Phase VII — Game Theory for Optimization & Robotics | Week 16 | 2.5 hours When uncertainty is the adversary, minimax gives you the strategy that survives the worst case.

OKS Relevance

OKS AMRs face persistent uncertainty: obstacle positions shift, sensor readings drift, motor responses vary with battery level, and network latency fluctuates. Robust optimization frames the controller as a player against "nature" who picks the worst-case disturbance. This yields path plans that work even under worst-case obstacle motion and motor controllers that maintain stability despite parameter uncertainty — exactly the guarantees needed for 24/7 warehouse autonomy.


Theory (45 min)

111.1 Minimax Formulation

The robust optimization problem:

$$\min_{x \in \mathcal{X}} \max_{\delta \in \mathcal{U}} f(x, \delta)$$

where $x$ is the decision, $\delta$ is the uncertainty, and $\mathcal{U}$ is the uncertainty set. This is a two-player zero-sum game: the decision-maker minimizes, nature maximizes.

Common uncertainty sets: - Box: $\mathcal{U} = \{\delta : \|\delta\|_\infty \leq \rho\}$ - Ellipsoidal: $\mathcal{U} = \{\delta : \delta^\top \Sigma^{-1} \delta \leq \rho^2\}$ - Polyhedral: $\mathcal{U} = \{\delta : A\delta \leq b\}$

111.2 Sion's Minimax Theorem

Theorem (Sion 1958): If $\mathcal{X}$ is compact convex, $\mathcal{U}$ is compact convex, $f$ is convex in $x$ and concave in $\delta$ (or more generally, quasi-convex-concave), then:

$$\min_{x \in \mathcal{X}} \max_{\delta \in \mathcal{U}} f(x, \delta) = \max_{\delta \in \mathcal{U}} \min_{x \in \mathcal{X}} f(x, \delta)$$

This guarantees the saddle point exists and the minimax equals the maximin — the game has a well-defined value.

111.3 Robust Linear Programming

A nominal LP: $\min c^\top x$ s.t. $Ax \leq b$. With uncertain $A$:

$$\min_{x} c^\top x \quad \text{s.t. } (A + \Delta)x \leq b \;\; \forall \Delta \in \mathcal{U}_A$$

For ellipsoidal uncertainty $\Delta_i \in \{\delta : \|\delta\| \leq \rho_i\}$ on each row:

$$a_i^\top x + \rho_i \|x\| \leq b_i$$

This is a second-order cone program (SOCP) — efficiently solvable.

111.4 H∞ Control and Robust MPC

H∞ control minimizes the worst-case gain from disturbance $w$ to output $z$:

$$\min_K \left\| T_{zw}(K) \right\|_\infty = \min_K \sup_\omega \bar{\sigma}(T_{zw}(e^{j\omega}))$$

For a system $\dot{x} = Ax + Bu + Ew$, $z = Cx + Du$, finding the H∞-optimal controller is equivalent to solving a minimax game:

$$\min_u \max_w \int_0^\infty (z^\top z - \gamma^2 w^\top w) \, dt$$

The controller achieves $\|T_{zw}\|_\infty < \gamma$ iff the associated Riccati equation has a stabilizing solution.

::::::::

TO DO -
**1)** In the robust optimization lesson above, what kind of program does the robust linear program with ellipsoidal uncertainty on each row become?
**2)** List every source of uncertainty that the robust optimization lesson says OKS AMRs face.
**3)** Translate this sentence from the robust optimization lesson into Spanish: "Robust optimization frames the controller as a player against "nature" who picks the worst-case disturbance."

::::::::

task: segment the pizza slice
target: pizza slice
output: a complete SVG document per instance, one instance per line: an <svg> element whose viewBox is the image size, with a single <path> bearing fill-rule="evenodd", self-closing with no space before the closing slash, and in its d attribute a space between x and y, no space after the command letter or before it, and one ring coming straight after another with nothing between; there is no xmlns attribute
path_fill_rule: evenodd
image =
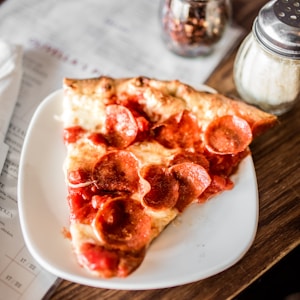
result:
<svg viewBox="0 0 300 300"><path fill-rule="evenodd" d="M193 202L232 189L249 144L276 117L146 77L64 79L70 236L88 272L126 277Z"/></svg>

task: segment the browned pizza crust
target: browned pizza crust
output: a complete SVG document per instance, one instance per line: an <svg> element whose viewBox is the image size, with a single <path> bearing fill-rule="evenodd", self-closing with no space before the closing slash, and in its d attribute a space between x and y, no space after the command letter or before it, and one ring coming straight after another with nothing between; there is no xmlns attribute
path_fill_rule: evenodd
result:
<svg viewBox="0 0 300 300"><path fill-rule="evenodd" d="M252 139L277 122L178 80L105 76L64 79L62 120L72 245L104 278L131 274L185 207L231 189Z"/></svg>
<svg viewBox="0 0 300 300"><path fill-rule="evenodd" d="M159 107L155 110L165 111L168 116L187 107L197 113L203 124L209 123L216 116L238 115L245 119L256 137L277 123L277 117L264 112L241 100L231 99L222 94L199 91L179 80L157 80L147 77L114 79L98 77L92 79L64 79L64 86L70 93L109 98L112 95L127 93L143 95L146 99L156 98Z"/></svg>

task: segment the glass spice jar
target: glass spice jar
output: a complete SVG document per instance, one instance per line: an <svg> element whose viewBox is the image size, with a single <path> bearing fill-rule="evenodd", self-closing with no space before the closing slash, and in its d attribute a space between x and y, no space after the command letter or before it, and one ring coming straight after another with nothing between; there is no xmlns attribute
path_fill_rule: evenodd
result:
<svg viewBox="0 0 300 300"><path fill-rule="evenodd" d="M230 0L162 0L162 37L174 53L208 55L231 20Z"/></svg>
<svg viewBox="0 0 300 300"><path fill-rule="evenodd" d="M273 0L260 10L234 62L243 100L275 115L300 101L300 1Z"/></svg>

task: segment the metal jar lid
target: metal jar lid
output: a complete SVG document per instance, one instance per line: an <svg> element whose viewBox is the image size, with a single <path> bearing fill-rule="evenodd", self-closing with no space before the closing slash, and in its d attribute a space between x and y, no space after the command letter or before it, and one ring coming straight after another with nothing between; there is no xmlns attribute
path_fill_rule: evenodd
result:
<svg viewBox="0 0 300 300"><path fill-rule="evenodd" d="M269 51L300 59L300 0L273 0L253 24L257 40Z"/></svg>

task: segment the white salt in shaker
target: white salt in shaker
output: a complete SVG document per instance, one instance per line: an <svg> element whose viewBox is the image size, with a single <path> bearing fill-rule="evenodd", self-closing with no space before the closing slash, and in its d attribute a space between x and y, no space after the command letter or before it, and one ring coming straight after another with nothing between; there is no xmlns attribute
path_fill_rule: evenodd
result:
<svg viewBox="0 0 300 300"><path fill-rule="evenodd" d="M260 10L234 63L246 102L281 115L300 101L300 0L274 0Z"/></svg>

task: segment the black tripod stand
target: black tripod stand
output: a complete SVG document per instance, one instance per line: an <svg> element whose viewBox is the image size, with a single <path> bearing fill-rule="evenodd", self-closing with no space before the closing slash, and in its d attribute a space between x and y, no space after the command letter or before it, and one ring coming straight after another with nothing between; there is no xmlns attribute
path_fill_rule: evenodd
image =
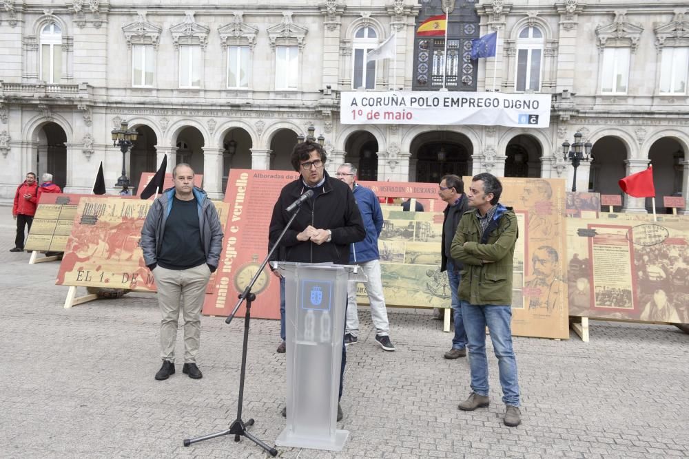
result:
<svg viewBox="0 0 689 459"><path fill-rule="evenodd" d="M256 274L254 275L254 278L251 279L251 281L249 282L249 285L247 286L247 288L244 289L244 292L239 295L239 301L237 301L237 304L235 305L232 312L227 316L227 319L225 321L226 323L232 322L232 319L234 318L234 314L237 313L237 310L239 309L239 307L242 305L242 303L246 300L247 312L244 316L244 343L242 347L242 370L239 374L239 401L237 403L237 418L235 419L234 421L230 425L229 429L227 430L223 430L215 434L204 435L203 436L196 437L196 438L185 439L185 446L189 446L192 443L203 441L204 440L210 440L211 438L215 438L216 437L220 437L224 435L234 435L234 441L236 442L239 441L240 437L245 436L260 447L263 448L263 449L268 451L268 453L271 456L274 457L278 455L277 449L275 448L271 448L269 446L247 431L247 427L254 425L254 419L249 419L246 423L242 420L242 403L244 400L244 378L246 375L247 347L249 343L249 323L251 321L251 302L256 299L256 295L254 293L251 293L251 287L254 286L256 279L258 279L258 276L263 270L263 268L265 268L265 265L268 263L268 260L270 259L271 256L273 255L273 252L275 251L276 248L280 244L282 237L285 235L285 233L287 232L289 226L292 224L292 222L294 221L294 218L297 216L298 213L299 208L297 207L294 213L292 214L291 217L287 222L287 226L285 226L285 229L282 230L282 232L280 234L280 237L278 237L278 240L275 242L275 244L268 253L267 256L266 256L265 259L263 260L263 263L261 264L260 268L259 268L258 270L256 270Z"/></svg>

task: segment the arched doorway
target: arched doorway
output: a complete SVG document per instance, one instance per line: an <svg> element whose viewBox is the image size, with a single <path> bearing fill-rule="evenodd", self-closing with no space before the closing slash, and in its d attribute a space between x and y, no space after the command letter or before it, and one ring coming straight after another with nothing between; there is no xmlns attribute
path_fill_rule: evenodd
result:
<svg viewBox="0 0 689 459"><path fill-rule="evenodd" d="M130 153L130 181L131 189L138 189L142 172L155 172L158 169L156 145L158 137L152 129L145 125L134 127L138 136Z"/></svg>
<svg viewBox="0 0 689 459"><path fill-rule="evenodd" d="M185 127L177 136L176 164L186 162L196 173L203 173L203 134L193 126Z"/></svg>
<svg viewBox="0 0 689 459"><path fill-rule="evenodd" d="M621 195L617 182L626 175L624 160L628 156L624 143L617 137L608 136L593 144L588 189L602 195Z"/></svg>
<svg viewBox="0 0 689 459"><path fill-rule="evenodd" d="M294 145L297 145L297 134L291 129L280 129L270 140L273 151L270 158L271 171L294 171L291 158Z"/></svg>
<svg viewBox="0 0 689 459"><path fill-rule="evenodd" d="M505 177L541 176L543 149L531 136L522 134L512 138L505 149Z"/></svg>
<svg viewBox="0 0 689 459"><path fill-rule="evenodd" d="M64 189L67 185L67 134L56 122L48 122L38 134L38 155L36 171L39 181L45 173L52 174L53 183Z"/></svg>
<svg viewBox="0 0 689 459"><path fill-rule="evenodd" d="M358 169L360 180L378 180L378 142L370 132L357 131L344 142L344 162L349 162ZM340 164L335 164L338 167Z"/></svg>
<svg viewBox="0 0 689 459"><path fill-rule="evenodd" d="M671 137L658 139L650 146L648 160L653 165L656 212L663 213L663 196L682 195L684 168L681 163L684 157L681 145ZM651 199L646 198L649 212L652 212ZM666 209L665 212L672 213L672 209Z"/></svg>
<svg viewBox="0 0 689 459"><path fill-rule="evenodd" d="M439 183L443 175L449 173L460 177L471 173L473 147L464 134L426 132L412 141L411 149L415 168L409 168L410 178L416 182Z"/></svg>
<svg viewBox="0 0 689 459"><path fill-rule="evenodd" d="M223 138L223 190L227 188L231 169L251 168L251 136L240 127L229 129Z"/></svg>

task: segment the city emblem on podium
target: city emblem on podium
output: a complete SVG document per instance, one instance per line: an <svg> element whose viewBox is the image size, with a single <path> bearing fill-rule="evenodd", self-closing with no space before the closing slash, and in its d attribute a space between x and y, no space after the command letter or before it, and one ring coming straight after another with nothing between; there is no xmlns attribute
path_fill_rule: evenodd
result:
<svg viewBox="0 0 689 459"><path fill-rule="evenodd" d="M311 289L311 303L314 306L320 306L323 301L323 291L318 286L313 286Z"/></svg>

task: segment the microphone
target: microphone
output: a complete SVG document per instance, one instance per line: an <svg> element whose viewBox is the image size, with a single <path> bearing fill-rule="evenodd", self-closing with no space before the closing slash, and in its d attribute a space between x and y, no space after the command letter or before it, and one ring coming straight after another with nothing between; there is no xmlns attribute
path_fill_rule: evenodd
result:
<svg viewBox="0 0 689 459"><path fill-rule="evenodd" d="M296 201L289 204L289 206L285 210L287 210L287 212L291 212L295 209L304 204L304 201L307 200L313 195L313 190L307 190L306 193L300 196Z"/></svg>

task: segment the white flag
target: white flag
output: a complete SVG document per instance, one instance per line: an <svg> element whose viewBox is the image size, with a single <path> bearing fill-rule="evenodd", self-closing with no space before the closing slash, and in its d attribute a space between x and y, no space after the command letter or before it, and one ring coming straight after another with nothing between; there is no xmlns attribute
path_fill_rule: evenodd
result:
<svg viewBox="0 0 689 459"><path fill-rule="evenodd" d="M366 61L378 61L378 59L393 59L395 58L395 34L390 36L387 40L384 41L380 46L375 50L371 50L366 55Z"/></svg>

::::::::

ANSWERS TO THE EXERCISE -
**1)** It becomes a second-order cone program (SOCP), which is efficiently solvable.

**2)**
- Obstacle positions shift.
- Sensor readings drift.
- Motor responses vary with battery level.
- Network latency fluctuates.

**3)** La optimización robusta plantea el controlador como un jugador contra la «naturaleza», que elige la perturbación del peor caso.